• [Work instructions]:
Every entry below should be copied exactly, minus the pictures.

- - - -

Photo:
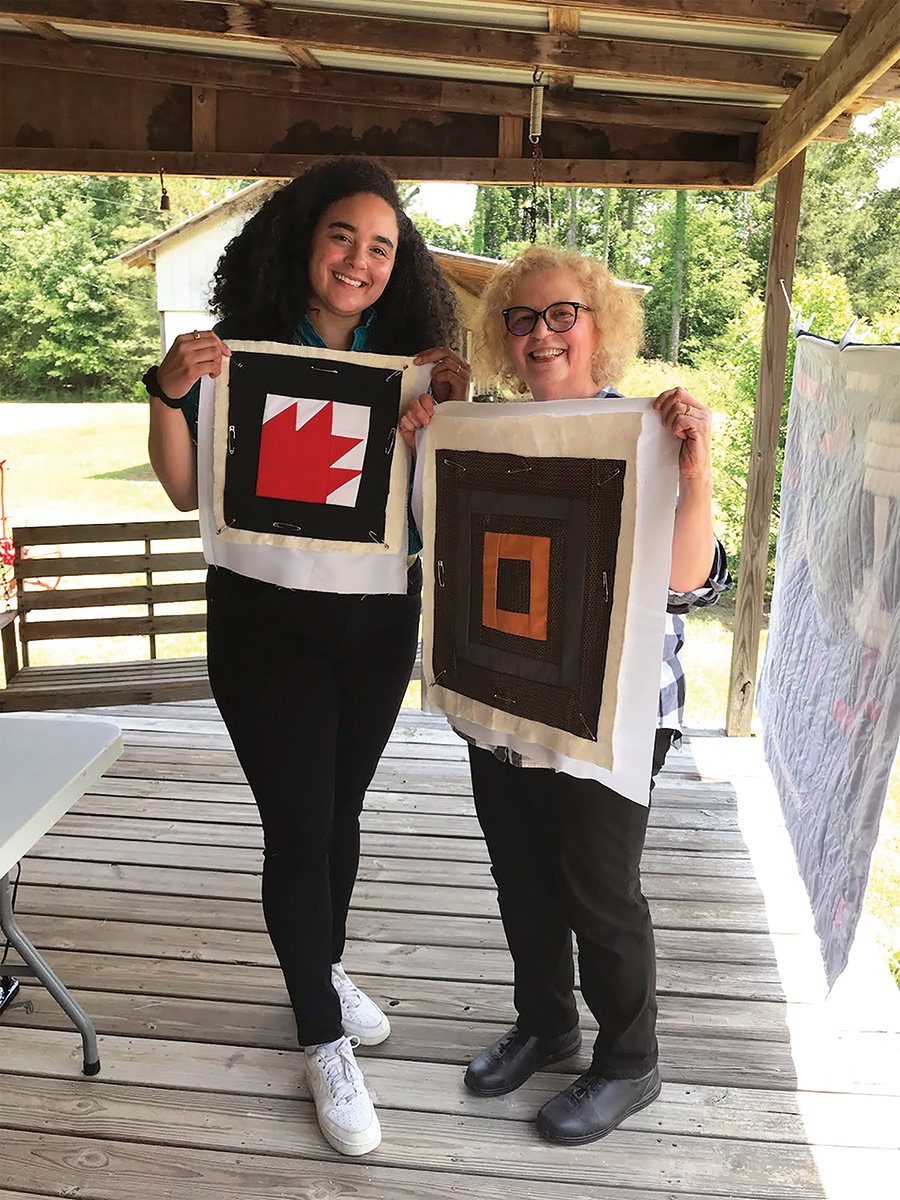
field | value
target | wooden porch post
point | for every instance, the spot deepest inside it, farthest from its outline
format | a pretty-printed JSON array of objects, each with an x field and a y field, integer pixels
[{"x": 767, "y": 427}]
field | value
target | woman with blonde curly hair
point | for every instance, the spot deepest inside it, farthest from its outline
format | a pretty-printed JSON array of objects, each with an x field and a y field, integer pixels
[{"x": 565, "y": 852}]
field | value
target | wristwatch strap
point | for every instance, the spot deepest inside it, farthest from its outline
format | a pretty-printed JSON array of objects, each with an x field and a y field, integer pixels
[{"x": 151, "y": 383}]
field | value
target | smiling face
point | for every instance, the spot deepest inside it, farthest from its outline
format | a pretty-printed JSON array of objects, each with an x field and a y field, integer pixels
[
  {"x": 553, "y": 366},
  {"x": 352, "y": 255}
]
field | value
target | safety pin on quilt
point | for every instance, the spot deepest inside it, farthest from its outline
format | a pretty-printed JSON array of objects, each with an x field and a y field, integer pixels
[{"x": 592, "y": 736}]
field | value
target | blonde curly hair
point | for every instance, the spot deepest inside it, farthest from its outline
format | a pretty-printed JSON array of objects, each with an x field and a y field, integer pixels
[{"x": 617, "y": 316}]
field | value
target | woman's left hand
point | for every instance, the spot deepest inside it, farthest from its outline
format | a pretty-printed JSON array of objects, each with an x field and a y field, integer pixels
[
  {"x": 691, "y": 423},
  {"x": 451, "y": 375}
]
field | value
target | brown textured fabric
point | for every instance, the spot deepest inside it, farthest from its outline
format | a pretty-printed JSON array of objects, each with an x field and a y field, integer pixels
[{"x": 571, "y": 508}]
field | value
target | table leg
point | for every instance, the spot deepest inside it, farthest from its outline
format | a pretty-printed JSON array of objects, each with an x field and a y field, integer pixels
[{"x": 69, "y": 1005}]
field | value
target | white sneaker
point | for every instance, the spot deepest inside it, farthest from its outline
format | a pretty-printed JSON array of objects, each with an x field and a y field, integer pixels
[
  {"x": 343, "y": 1107},
  {"x": 359, "y": 1013}
]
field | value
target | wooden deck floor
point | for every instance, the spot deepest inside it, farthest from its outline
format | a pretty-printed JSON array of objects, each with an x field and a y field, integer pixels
[{"x": 145, "y": 899}]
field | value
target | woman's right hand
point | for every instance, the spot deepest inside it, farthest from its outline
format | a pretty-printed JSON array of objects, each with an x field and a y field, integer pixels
[
  {"x": 190, "y": 358},
  {"x": 417, "y": 417}
]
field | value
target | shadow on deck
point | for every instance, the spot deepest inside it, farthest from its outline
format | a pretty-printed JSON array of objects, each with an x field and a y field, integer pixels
[{"x": 145, "y": 898}]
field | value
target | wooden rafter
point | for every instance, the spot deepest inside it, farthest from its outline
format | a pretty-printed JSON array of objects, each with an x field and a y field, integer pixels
[
  {"x": 399, "y": 91},
  {"x": 600, "y": 58},
  {"x": 298, "y": 54},
  {"x": 301, "y": 57},
  {"x": 869, "y": 45},
  {"x": 565, "y": 23},
  {"x": 559, "y": 172},
  {"x": 763, "y": 450},
  {"x": 822, "y": 17},
  {"x": 43, "y": 29}
]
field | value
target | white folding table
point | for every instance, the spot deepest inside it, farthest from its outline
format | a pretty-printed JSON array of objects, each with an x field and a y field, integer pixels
[{"x": 47, "y": 763}]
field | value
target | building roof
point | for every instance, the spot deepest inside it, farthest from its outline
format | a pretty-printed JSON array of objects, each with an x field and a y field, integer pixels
[
  {"x": 468, "y": 271},
  {"x": 639, "y": 93}
]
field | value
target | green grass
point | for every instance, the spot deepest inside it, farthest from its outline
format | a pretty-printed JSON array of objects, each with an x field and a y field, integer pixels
[{"x": 73, "y": 463}]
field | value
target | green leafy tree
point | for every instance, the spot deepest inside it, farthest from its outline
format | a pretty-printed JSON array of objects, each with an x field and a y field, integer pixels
[
  {"x": 736, "y": 358},
  {"x": 71, "y": 318},
  {"x": 444, "y": 237},
  {"x": 67, "y": 317}
]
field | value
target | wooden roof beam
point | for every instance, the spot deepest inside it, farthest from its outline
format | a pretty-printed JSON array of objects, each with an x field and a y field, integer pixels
[
  {"x": 820, "y": 17},
  {"x": 564, "y": 23},
  {"x": 864, "y": 51},
  {"x": 298, "y": 54},
  {"x": 387, "y": 90},
  {"x": 597, "y": 57},
  {"x": 231, "y": 165},
  {"x": 43, "y": 29}
]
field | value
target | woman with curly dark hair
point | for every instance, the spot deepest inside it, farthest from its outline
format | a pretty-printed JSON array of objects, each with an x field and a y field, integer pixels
[{"x": 310, "y": 682}]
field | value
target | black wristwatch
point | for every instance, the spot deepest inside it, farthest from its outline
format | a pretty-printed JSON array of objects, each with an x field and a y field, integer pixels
[{"x": 151, "y": 383}]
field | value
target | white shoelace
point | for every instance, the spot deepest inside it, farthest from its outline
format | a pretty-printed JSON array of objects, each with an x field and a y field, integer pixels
[{"x": 341, "y": 1072}]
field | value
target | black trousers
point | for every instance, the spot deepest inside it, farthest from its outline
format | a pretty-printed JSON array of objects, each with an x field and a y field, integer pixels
[
  {"x": 565, "y": 855},
  {"x": 309, "y": 685}
]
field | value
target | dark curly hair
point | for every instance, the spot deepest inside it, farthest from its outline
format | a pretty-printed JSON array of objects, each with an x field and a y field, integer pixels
[{"x": 262, "y": 282}]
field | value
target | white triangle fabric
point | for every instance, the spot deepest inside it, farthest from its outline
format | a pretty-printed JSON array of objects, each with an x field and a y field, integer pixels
[{"x": 294, "y": 562}]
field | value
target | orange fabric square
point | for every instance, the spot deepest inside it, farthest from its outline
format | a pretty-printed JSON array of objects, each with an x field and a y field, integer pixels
[{"x": 534, "y": 550}]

- - - -

• [Response to this exercise]:
Photo:
field | value
target | wooden porch post
point | for every instance, the spot deepest inside it, farthest from its outline
format | a pretty-printed JSON array of objects, each with an x field and a y field, integer pixels
[{"x": 767, "y": 427}]
field | value
target | woman with blonde curly hair
point | for every instance, the spot deepest inside it, farthest from its outline
format | a pretty-printed JSON array of objects, each with an x field and a y field, integer pixels
[{"x": 565, "y": 852}]
field | value
target | wristwatch strap
point | for every instance, the spot deepest inside it, farthest from its outline
format | a pretty-printed JSON array of objects, each with an x field and a y field, integer pixels
[{"x": 151, "y": 383}]
field | value
target | smiling face
point | for every instance, the spot deepest inside it, farthest from its outline
format | a pretty-printed JSON array of objects, each with an x field and a y field, integer pixels
[
  {"x": 553, "y": 366},
  {"x": 352, "y": 255}
]
field | value
target | safety pin on quilt
point | for every instance, the spot deepest inside it, farthest from its outline
format | a pretty-printed JSON array of objects, each with an x field and a y field, integer pixels
[{"x": 592, "y": 736}]
field | value
target | blonde curly hair
point | for every instance, the spot deepest inside it, farthest from its outline
format | a pretty-printed JSON array of objects, each with an x field and a y field, integer pixels
[{"x": 617, "y": 316}]
field | value
target | woman's left hand
point | for every instance, the spot deepest inside it, farthest from its outline
format | a pretty-printed JSON array of objects, each with an x field and a y field, integer pixels
[
  {"x": 691, "y": 423},
  {"x": 451, "y": 375}
]
field | value
target | brown textured fabric
point | for every instance, the spot deepest inside it, farthest from its outline
format | a pretty-printed JSON array of objects, each with an x field and a y field, integer pixels
[{"x": 571, "y": 508}]
field | value
target | table leg
point | for every instance, the spot deepest inside it, farthest from its outline
format | a pretty-printed JSON array of objects, each with an x field and a y field, integer pixels
[{"x": 69, "y": 1005}]
field | value
target | white sneaker
point | for every instance, the spot deepest inside it, farthest from its outline
format | a pretty-printed JSON array of objects, each with an x field and a y field, integer pixels
[
  {"x": 343, "y": 1107},
  {"x": 359, "y": 1013}
]
field | value
target | wooden deck floor
point | for every instance, the spot deepest inside it, farthest from its outline
format | a pretty-printed JSON array of objects, each with an x field and a y field, integer pixels
[{"x": 145, "y": 899}]
field | value
target | woman's right hand
point | for every instance, the spot deepest inside it, farthest from its outline
format | a pretty-printed JSON array of objects, each with an x field and a y field, integer pixels
[
  {"x": 190, "y": 358},
  {"x": 417, "y": 417}
]
field | value
target | shadow on deck
point | for every instance, the spot deepest inside it, farthest from its outline
format | a pretty-printed JSON array of objects, each with an x field and a y field, integer pixels
[{"x": 145, "y": 898}]
field | value
target | wooden rafter
point | for every instance, the spot deepest inside it, farthest from its outline
format | a pretty-printed JSON array of objects, each with an x field and a y field, integer pixels
[
  {"x": 399, "y": 91},
  {"x": 600, "y": 58},
  {"x": 298, "y": 54},
  {"x": 301, "y": 57},
  {"x": 869, "y": 45},
  {"x": 565, "y": 23},
  {"x": 559, "y": 172},
  {"x": 763, "y": 450},
  {"x": 822, "y": 17},
  {"x": 43, "y": 29}
]
field | value
target | white folding table
point | for every instance, the spot deepest inside it, farthest from its outline
format | a pretty-printed JSON array of objects, each with an x field and a y field, integer pixels
[{"x": 47, "y": 763}]
field | value
target | building roof
point | for every instance, the spot deepest inside it, farthest from its outline
format | a pretty-printed JSON array of objects, each with an x field and a y field, integer pixels
[
  {"x": 468, "y": 271},
  {"x": 639, "y": 93}
]
field | value
target | green grass
point | for every instance, the spot deepest inside it, farthest from its outline
format | a pretty-printed JSON array of objects, each with an x field and a y field, integer pixels
[{"x": 73, "y": 463}]
field | value
target | green leafy tree
point | for every instance, the spot deepest inside it, farthest from its outline
format | a pretty-printed JSON array of objects, each with an x field and a y field, integer pixels
[
  {"x": 736, "y": 358},
  {"x": 71, "y": 318},
  {"x": 444, "y": 237},
  {"x": 67, "y": 317}
]
field | value
target | wooden roof beam
point | for every instance, the spot deepest inside it, farthest from its outline
format | a pretty-printed JSON array of objects, each with an x field and a y field, integer pixels
[
  {"x": 820, "y": 17},
  {"x": 564, "y": 23},
  {"x": 864, "y": 51},
  {"x": 298, "y": 54},
  {"x": 387, "y": 90},
  {"x": 597, "y": 57},
  {"x": 231, "y": 165},
  {"x": 43, "y": 29}
]
field | value
target | woman with curly dark hair
point | for every instance, the spot deepest inside it, farthest from its outline
format | a pretty-printed JSON array of objects, each with an x field and a y field, integer pixels
[{"x": 310, "y": 682}]
field | value
target | black wristwatch
point | for every instance, the spot deepest inside it, farthest from its outline
format | a pretty-printed JSON array of objects, each with an x field and a y field, integer pixels
[{"x": 151, "y": 383}]
field | value
target | white shoelace
point | for every instance, the spot deepest inside it, farthest from its outline
format | a pretty-printed JSON array of objects, each with an x field and a y field, integer pixels
[{"x": 341, "y": 1072}]
field | value
target | black trousers
point | for every instance, the spot deepest inside it, farthest from its outline
format | a pretty-printed JSON array of objects, each with an x field and a y field, integer pixels
[
  {"x": 565, "y": 855},
  {"x": 309, "y": 685}
]
field | value
target | dark curly hair
point | for every instance, the spot deepest inside it, farthest from its outline
format | a pretty-printed JSON array of objects, each with an x field and a y field, integer pixels
[{"x": 262, "y": 282}]
field | value
target | white triangle fabric
point | for every instance, the spot deepest inside it, farthest from its outline
format | a pretty-printed JSON array of objects, each with an x field and a y field, integer pixels
[{"x": 294, "y": 562}]
field | value
target | orange fabric square
point | for every instance, the spot deepest inside it, farthest from its outline
format | a pretty-printed JSON array of objects, each with an x field and a y field, integer pixels
[{"x": 534, "y": 550}]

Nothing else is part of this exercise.